* What you will do *
Please write out all of the data below line for line, with every character unchanged.

* Entries provided *
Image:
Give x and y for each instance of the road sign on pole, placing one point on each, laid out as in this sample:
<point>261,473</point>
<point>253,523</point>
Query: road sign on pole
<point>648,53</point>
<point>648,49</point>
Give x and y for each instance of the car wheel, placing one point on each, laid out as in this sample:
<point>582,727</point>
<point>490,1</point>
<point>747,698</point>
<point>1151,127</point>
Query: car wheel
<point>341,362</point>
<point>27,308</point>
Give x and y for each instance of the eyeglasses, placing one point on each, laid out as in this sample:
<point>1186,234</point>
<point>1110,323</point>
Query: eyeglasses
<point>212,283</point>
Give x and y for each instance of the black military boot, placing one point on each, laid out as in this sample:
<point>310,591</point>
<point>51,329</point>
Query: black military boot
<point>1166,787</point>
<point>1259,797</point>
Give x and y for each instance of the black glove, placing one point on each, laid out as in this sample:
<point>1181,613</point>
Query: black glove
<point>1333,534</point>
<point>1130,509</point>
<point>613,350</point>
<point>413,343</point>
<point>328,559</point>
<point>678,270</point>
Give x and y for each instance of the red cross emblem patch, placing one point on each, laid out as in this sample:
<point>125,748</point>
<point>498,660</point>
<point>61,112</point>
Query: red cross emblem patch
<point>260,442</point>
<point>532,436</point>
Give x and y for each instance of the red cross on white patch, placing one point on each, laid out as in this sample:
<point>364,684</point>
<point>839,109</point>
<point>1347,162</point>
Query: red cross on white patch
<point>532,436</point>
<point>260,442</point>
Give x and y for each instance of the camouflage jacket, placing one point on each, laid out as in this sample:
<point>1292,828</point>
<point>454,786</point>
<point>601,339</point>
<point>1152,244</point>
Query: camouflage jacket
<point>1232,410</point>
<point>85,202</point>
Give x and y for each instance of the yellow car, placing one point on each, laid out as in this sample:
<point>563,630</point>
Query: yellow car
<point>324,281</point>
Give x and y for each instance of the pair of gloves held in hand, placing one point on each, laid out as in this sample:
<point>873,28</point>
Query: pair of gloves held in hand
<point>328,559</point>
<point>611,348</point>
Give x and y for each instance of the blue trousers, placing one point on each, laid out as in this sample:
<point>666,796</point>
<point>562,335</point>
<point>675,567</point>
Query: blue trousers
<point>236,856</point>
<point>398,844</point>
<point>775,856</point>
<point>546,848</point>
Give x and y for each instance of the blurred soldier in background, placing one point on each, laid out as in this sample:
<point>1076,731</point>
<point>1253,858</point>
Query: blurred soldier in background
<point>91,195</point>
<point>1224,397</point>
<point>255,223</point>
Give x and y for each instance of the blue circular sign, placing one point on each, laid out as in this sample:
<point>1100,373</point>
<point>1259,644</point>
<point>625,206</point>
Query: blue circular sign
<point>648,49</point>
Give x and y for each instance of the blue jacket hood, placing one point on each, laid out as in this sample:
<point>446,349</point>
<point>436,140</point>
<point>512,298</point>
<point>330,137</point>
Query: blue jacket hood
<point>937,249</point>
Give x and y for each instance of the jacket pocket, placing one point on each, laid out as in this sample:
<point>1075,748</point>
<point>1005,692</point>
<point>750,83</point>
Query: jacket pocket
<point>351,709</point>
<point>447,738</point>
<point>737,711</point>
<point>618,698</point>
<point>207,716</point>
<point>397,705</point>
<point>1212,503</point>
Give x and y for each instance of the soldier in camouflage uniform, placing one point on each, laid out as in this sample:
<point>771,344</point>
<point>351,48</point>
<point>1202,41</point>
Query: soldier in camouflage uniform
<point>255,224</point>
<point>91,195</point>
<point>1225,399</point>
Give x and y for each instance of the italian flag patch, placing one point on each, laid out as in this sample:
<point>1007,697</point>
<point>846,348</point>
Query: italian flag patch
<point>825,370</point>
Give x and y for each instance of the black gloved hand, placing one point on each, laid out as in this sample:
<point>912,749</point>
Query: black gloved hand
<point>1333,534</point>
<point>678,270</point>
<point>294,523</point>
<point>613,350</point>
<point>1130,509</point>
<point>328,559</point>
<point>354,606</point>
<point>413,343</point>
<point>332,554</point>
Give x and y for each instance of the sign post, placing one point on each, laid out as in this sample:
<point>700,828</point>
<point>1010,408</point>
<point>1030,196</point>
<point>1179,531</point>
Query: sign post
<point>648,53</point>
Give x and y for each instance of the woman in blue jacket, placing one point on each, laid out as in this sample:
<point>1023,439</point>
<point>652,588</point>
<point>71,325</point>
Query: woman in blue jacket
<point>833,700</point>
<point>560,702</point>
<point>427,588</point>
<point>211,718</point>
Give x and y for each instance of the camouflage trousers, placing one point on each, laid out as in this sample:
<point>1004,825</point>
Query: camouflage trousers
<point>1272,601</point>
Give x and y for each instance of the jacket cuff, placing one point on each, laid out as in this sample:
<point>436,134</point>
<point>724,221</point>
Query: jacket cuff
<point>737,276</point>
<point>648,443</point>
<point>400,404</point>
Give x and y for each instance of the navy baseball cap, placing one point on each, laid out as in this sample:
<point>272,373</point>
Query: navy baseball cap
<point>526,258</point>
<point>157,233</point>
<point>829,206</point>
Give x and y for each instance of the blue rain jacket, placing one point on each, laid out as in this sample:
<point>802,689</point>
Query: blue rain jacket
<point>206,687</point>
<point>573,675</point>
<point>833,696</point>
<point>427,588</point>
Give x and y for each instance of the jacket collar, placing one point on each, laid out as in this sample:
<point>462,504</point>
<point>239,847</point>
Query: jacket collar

* Correct response *
Image:
Give x and y for each instance of the road sign on pole, placing one point on each, laid out as in this sample:
<point>261,473</point>
<point>253,523</point>
Query: road sign on pole
<point>648,53</point>
<point>648,49</point>
Give x and y for each instance of the car wheel, placing one point on each, laid out as in this sample:
<point>582,727</point>
<point>490,1</point>
<point>747,698</point>
<point>1151,127</point>
Query: car wheel
<point>341,362</point>
<point>27,308</point>
Give x and y for each instance of the eyeglasses, placing one point on each, laid out as in this sample:
<point>1186,234</point>
<point>1110,323</point>
Query: eyeglasses
<point>212,283</point>
Give x and y for each instance of the black military boot, placing one point on each, laid out as in this sample:
<point>310,591</point>
<point>51,329</point>
Query: black military boot
<point>1166,787</point>
<point>1259,797</point>
Give x and y for each instance of the black glove, placing one point on each, laid out as in this sample:
<point>1181,613</point>
Query: black glove
<point>1333,534</point>
<point>1130,509</point>
<point>613,350</point>
<point>413,343</point>
<point>328,559</point>
<point>678,270</point>
Give x and y for each instance of the red cross emblem patch, placing one point on each, laid out as in this sample:
<point>125,748</point>
<point>498,660</point>
<point>61,112</point>
Query: red cross emblem patch
<point>260,442</point>
<point>532,436</point>
Give x and y for each instance of the red cross on white patch, placing one point on each, laid out as in this sample:
<point>364,684</point>
<point>839,109</point>
<point>1347,162</point>
Query: red cross on white patch
<point>532,436</point>
<point>260,442</point>
Give x and y for each instance of the camouflage jacket, placing one point on each, laid out as in this sample:
<point>1292,828</point>
<point>454,786</point>
<point>601,339</point>
<point>1152,244</point>
Query: camouflage jacket
<point>1232,410</point>
<point>85,202</point>
Give x and y for each instance of the yellow car, placing one point on each, laid out as in this sample:
<point>563,630</point>
Query: yellow car
<point>324,281</point>
Give x and y for each instance of the pair of gloves held in hand, placing one point on each, laid out as in this sample:
<point>873,28</point>
Query: pair of gloves held in hand
<point>328,559</point>
<point>611,348</point>
Give x and y for each instance of the blue trousers, placing one point on each, laid out as in this sample:
<point>666,796</point>
<point>562,335</point>
<point>675,567</point>
Query: blue trousers
<point>236,856</point>
<point>398,844</point>
<point>775,856</point>
<point>546,848</point>
Give x and y for each instance of the blurred soldier in background, placing one point on each, laid out as in this sample:
<point>1076,731</point>
<point>1253,858</point>
Query: blurred soldier in background
<point>91,195</point>
<point>1224,397</point>
<point>255,223</point>
Give x and y for each instance of the blue circular sign, placing one point on each, laid out as in this sample:
<point>1100,373</point>
<point>1259,644</point>
<point>625,206</point>
Query: blue circular sign
<point>648,49</point>
Give x and y for each instance of the blue jacket hood, placing one point on each, laid out as in this sample:
<point>446,349</point>
<point>436,140</point>
<point>512,298</point>
<point>330,137</point>
Query: blue jacket hood
<point>937,249</point>
Give x and y for each instance of the jacket pocket, placing one point on each, laid out as in this sample:
<point>1075,748</point>
<point>1005,692</point>
<point>750,83</point>
Query: jacket pocket
<point>351,709</point>
<point>447,738</point>
<point>737,711</point>
<point>618,698</point>
<point>207,716</point>
<point>397,705</point>
<point>1212,503</point>
Give x and y for each instance of the soldier in camouflage uniform, placing one point on each, laid out as in this sample:
<point>771,344</point>
<point>351,48</point>
<point>1202,41</point>
Query: soldier in camouflage uniform
<point>255,224</point>
<point>91,195</point>
<point>1225,399</point>
Give x and y for each instance of the italian flag patch, placing one point on each, laid out as in this sample:
<point>1007,697</point>
<point>846,348</point>
Query: italian flag patch
<point>825,370</point>
Give x and y for each instance of the black gloved hand, placing one point on each, laid out as in this sample:
<point>912,749</point>
Query: black gloved hand
<point>1333,534</point>
<point>678,270</point>
<point>294,523</point>
<point>613,350</point>
<point>1130,509</point>
<point>328,559</point>
<point>354,606</point>
<point>413,343</point>
<point>332,554</point>
Give x and y for each instance of the sign post, placing one point on each, laid out as in this sample:
<point>700,828</point>
<point>1010,408</point>
<point>1030,196</point>
<point>1179,531</point>
Query: sign post
<point>648,53</point>
Give x and y for each instance of the woman in blue jacket, placing one point on each, laid out as in this sample:
<point>1023,439</point>
<point>652,588</point>
<point>71,325</point>
Query: woman in blue jacket
<point>833,700</point>
<point>560,702</point>
<point>427,588</point>
<point>211,718</point>
Give x and y for each instance of the camouflage trousers, placing one point on each, laid out as in this sample:
<point>1004,825</point>
Query: camouflage trousers
<point>1272,601</point>
Give x and y for each instance of the jacket cuff, placing one point on each, laid out as in this sample:
<point>436,134</point>
<point>724,221</point>
Query: jacket cuff
<point>737,276</point>
<point>648,443</point>
<point>400,404</point>
Give x and y for each instance of the navy baseball cap, placing one point on each, laid out as in this sample:
<point>272,373</point>
Query: navy baseball cap
<point>526,258</point>
<point>157,233</point>
<point>829,206</point>
Give x and y for each instance of the blue rain jacket, placing one point on each, laid out as in this sample:
<point>802,689</point>
Query: blue rain jacket
<point>206,687</point>
<point>573,675</point>
<point>833,696</point>
<point>427,588</point>
Give x and y for each instance of the jacket collar, placing one point on each, laid out as in this sample:
<point>462,504</point>
<point>239,847</point>
Query: jacket collar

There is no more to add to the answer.